- Цель упражнения
Найдите в пунктах ниже все строки, где встречается слово «water», и выпишите каждую из них. Регистр букв учитывается.

- Исходные данные
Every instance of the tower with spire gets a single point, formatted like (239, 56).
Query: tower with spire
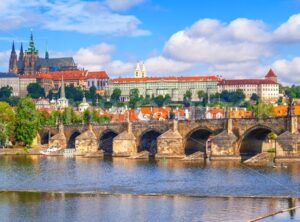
(13, 67)
(21, 61)
(271, 76)
(62, 102)
(31, 57)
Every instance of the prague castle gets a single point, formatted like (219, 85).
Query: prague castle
(29, 61)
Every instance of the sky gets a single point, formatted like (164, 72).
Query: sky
(230, 38)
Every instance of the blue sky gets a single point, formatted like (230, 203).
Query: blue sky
(232, 38)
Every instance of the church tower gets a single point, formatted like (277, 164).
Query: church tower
(144, 71)
(13, 68)
(21, 61)
(31, 57)
(271, 76)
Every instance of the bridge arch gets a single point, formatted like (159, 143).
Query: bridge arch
(72, 139)
(106, 141)
(148, 141)
(45, 137)
(196, 140)
(254, 141)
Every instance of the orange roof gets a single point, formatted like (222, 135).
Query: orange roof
(271, 74)
(168, 78)
(246, 82)
(69, 75)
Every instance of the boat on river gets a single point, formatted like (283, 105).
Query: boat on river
(50, 150)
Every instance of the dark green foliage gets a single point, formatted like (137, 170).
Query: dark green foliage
(27, 121)
(35, 90)
(7, 122)
(5, 93)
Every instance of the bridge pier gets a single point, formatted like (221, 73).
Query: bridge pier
(224, 145)
(170, 143)
(288, 143)
(59, 139)
(125, 143)
(86, 142)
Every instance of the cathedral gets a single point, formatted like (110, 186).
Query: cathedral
(30, 63)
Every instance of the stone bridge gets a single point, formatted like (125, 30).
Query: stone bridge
(217, 138)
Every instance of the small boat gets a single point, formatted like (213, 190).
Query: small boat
(50, 150)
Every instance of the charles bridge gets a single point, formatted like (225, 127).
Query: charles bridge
(218, 138)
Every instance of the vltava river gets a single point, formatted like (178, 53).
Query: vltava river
(82, 189)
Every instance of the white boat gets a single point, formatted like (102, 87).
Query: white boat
(50, 150)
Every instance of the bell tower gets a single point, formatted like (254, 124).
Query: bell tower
(13, 68)
(31, 57)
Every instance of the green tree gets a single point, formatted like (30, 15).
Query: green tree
(7, 122)
(45, 118)
(5, 92)
(35, 90)
(67, 115)
(87, 116)
(115, 96)
(92, 95)
(27, 121)
(74, 93)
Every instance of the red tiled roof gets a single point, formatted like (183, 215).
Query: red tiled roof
(169, 78)
(32, 76)
(97, 74)
(271, 74)
(69, 75)
(246, 82)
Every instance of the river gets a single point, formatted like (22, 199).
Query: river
(81, 189)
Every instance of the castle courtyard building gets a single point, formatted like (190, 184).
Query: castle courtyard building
(176, 87)
(11, 80)
(267, 89)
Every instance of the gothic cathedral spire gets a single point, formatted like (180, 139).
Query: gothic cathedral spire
(21, 55)
(13, 68)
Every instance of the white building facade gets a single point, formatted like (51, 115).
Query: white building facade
(267, 89)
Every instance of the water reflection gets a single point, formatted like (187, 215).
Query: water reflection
(217, 178)
(22, 206)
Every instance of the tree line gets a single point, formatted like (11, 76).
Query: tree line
(21, 124)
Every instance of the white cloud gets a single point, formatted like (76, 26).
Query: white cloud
(122, 4)
(288, 70)
(290, 30)
(210, 41)
(75, 15)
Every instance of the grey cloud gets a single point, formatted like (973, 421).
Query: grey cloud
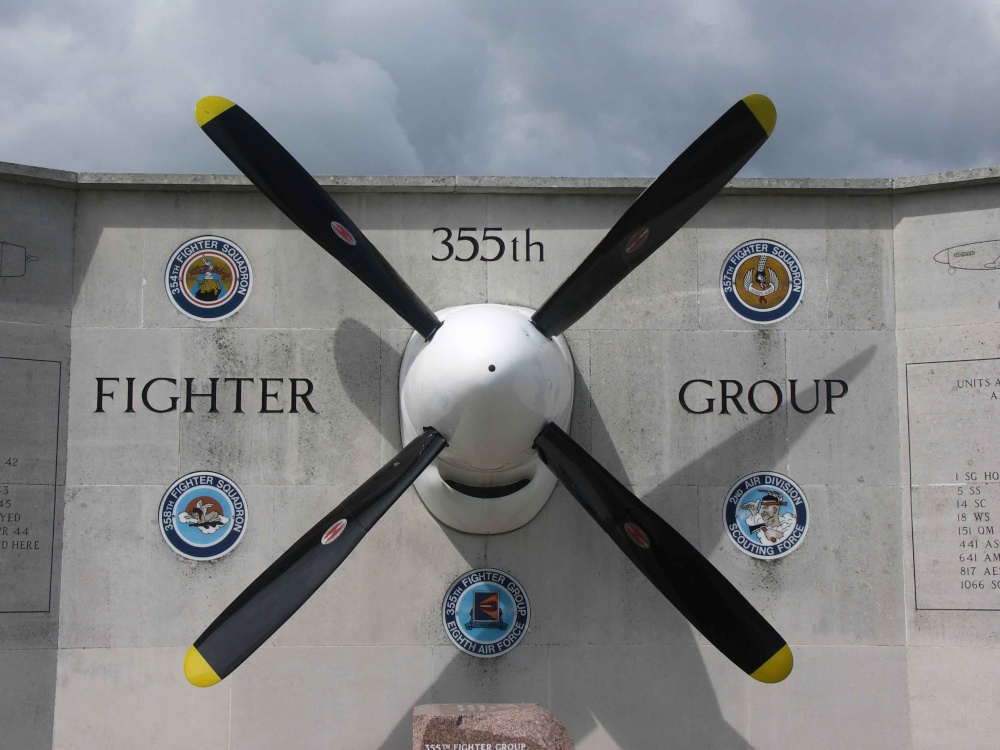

- Выполненное задание
Every instance of the water reflection gets a single point, formatted like (187, 215).
Query: water reflection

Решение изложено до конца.